== Tasks to perform ==
A. In the article on doctors' mistakes with elderly patients, what share of older heart attack victims have chest pain?
B. Carry on the article on doctors' mistakes with elderly patients, starting after its final sentence.

How can older people be sure to get good medical care? We put that question to Dr. Robert Butler, a well-known crusader for elder rights. He explained how important it is to watch out for the common mistakes doctors make when treating elderly patients

Mistake: Failing to appreciate the physical changes that come with age.

Most doctors now practicing know little about the aging body and its ills.

When we launched the geriatrics program at Mount Sinai in 1982, it was the nation’s first.

A disease that causes one set of symptoms in a young person may manifest itself quite differently in an older person. Not all doctors realize that. And an unwary doctor can easily miss the diagnosis.

Example I: If a 30-year-old man suffers a heart attack, he is likely to experience severe chest pain. But chest pain is present in less than 20% of older heart attack victims. Instead, older victims may simply seem weak or confused.

Example II: An older person suffering from an overactive thyroid may exhibit apathy instead of hyperactivity, the classic symptom.

Mistake: Urging older people to “take it easy.”

This is awful advice. Even if you’ve been disabled by a stroke or another medical problem, leading an active lifestyle helps keep you healthy and happy.

Researchers at Tufts University have shown that even people in their 80s and 90s can develop big, powerful muscles with a program of weight lifting. Such a program can literally put a bedridden patient back on his/her feet.

Mistake: Being too quick to blame health problems on old age

Doctors often assume that health problems are inevitable in the elderly, exhibiting a defeatist “What can you expect at your age?” attitude.

== The data ==
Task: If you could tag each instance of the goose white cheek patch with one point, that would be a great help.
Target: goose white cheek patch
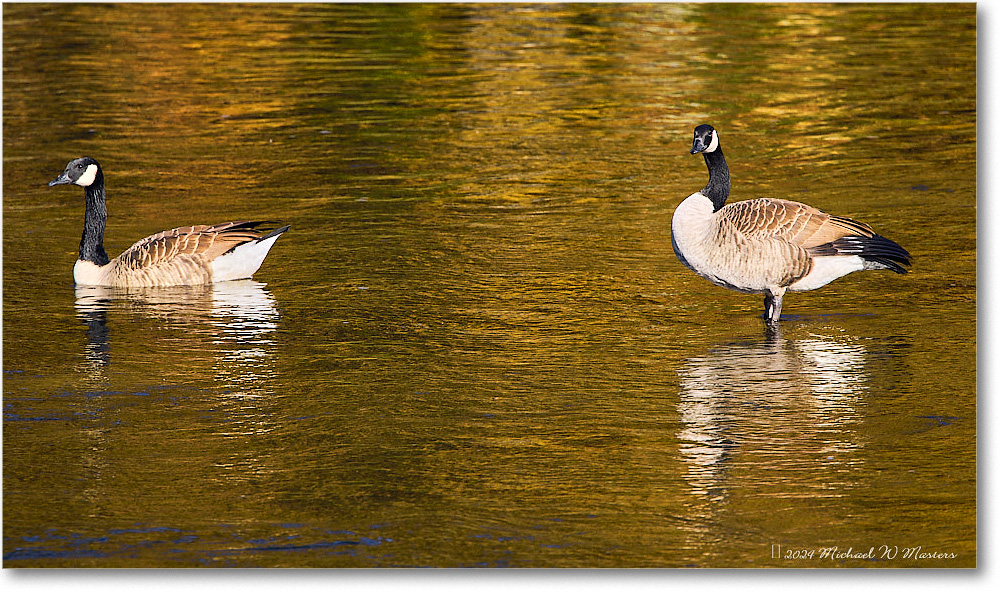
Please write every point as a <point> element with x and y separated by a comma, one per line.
<point>88,176</point>
<point>715,142</point>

== Responses by item number ==
A. Less than 20%.

B.
They order fewer diagnostic tests and generally treat disease less aggressively in old people than in young people.

Example: An elderly woman seems confused and disoriented. Assuming that she has Alzheimer’s disease, her doctor neglects to order tests that might show the real culprit to be an easily correctable drug reaction.

Mistake: Not giving the patient enough time

A good physician will take the time to ask about your work status and lifestyle as well as your medical problems and, in general, make you feel taken care of.

At each office visit, the doctor should ask about the symptoms you have reported in the past. He should also review your response to medications and ask about new problems.

If you have a hearing problem, don’t be afraid to ask your doctor to speak up.

Your first visit to a new doctor should be devoted to taking a thorough medical history, and conducting a physical exam and lab tests. This can take more than an hour.

Once this comprehensive exam is completed, you won’t need another exam for a year unless there’s a health crisis.

Mistake: Failing to advocate preventive measures.

Some doctors seem to think, “Why bother trying to lower an elderly patient’s cholesterol level. He’s just going to decline anyway.” In fact, we now know that heart patients of any age can benefit from a program of dietary modification, lifestyle change and if necessary drugs or surgery.

Mistake: Giving inappropriate prescriptions

Doctors are too quick to order tranquilizers and antidepressants for their older patients, thinking incorrectly that psychotherapy is of no use. And they often fail to realize that older bodies respond differently to drugs.

Example I: It can take an elderly person twice as long to “clear” diazepam (Valium) from his body as a young person. A dose appropriate for a young person could make an older person drowsy.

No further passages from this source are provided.